## Requirements
Rewrite every line of the material below as a JSON list of strings, one string per line, leaving out blank lines.

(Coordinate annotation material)
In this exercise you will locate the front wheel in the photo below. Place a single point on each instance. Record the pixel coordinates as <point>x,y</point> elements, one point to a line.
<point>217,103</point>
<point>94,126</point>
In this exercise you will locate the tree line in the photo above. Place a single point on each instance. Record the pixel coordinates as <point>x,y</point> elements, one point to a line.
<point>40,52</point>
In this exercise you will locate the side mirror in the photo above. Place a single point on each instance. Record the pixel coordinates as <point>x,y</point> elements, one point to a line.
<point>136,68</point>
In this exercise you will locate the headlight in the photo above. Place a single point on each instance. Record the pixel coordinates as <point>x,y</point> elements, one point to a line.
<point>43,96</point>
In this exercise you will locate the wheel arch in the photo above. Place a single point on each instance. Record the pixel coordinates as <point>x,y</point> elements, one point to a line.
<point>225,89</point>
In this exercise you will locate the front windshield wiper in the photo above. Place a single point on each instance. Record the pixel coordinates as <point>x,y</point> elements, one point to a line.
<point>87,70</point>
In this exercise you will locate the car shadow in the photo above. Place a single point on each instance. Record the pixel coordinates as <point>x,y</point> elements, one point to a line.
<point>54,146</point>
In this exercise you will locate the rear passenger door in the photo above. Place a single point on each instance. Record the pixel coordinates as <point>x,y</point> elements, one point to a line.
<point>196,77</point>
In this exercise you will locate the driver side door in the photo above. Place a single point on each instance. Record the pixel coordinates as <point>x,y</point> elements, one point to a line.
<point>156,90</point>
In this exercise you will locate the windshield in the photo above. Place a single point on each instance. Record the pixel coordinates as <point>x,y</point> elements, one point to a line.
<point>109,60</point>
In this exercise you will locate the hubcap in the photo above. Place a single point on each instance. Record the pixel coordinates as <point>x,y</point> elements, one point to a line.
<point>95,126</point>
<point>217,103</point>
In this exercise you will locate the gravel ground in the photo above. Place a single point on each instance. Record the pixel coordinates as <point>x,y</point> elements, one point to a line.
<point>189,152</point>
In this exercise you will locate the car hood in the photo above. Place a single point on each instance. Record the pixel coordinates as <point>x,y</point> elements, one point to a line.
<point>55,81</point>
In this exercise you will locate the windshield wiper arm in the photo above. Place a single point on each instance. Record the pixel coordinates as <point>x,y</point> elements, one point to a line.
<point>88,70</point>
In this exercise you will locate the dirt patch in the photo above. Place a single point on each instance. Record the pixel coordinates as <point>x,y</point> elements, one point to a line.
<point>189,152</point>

## Solution to this problem
[
  "In this exercise you will locate the front wheel in the photo below. Place a single point on each instance. Record the pixel coordinates as <point>x,y</point> elements, one point to a line.",
  "<point>217,103</point>",
  "<point>94,126</point>",
  "In this exercise you will locate the tree line in the photo above. Place a single point on each instance. Record the pixel coordinates as <point>x,y</point> elements, one point to a line.",
  "<point>40,52</point>",
  "In this exercise you will locate the side mirror in the photo above. Place a single point on each instance. Record the pixel coordinates as <point>x,y</point> elements, one point to a line.",
  "<point>136,68</point>",
  "In this exercise you will locate the headlight in the photo above. Place a single point on each instance. Record the pixel coordinates as <point>x,y</point> elements, one point to a line.",
  "<point>43,96</point>",
  "In this exercise you will locate the wheel arch in the photo above. Place a single point on each instance. Record the pixel coordinates as <point>x,y</point> elements, one point to a line.",
  "<point>225,89</point>",
  "In this exercise you will locate the front windshield wiper in the photo above. Place a single point on each instance. Record the pixel coordinates as <point>x,y</point> elements, one point to a line.",
  "<point>87,70</point>",
  "In this exercise you will locate the car shadow in the photo above. Place a single point on each instance. Record the pixel coordinates as <point>x,y</point> elements, one point to a line.",
  "<point>54,146</point>",
  "In this exercise you will locate the rear passenger door in the photo above. Place a single point on each instance. Record the pixel coordinates as <point>x,y</point> elements, one point to a line.",
  "<point>196,77</point>",
  "In this exercise you will locate the driver side door in the photo above. Place a single point on each instance. Record the pixel coordinates as <point>x,y</point> elements, one point to a line.",
  "<point>156,90</point>",
  "In this exercise you will locate the windshield in the photo above. Place a single point on each instance. Record the pixel coordinates as <point>x,y</point> elements, one point to a line.",
  "<point>109,60</point>",
  "In this exercise you will locate the hubcap in the photo above. Place a single point on each instance. Record the pixel coordinates as <point>x,y</point> elements, one point to a line.",
  "<point>95,126</point>",
  "<point>217,103</point>",
  "In this exercise you will locate the gravel ground in the photo above. Place a single point on each instance. Record the pixel coordinates as <point>x,y</point> elements, one point to a line.",
  "<point>189,152</point>",
  "In this exercise you will locate the car hood in the photo above. Place a single point on each instance. Record the pixel coordinates as <point>x,y</point> elements, one point to a line.",
  "<point>55,81</point>",
  "In this exercise you will locate the windshield wiper arm in the photo above. Place a single point on each instance. Record the pixel coordinates as <point>x,y</point> elements, one point to a line.",
  "<point>88,70</point>",
  "In this exercise you will locate the dirt patch in the photo above. Place a single point on each instance. Record the pixel coordinates as <point>x,y</point> elements, one point to a line.",
  "<point>189,152</point>"
]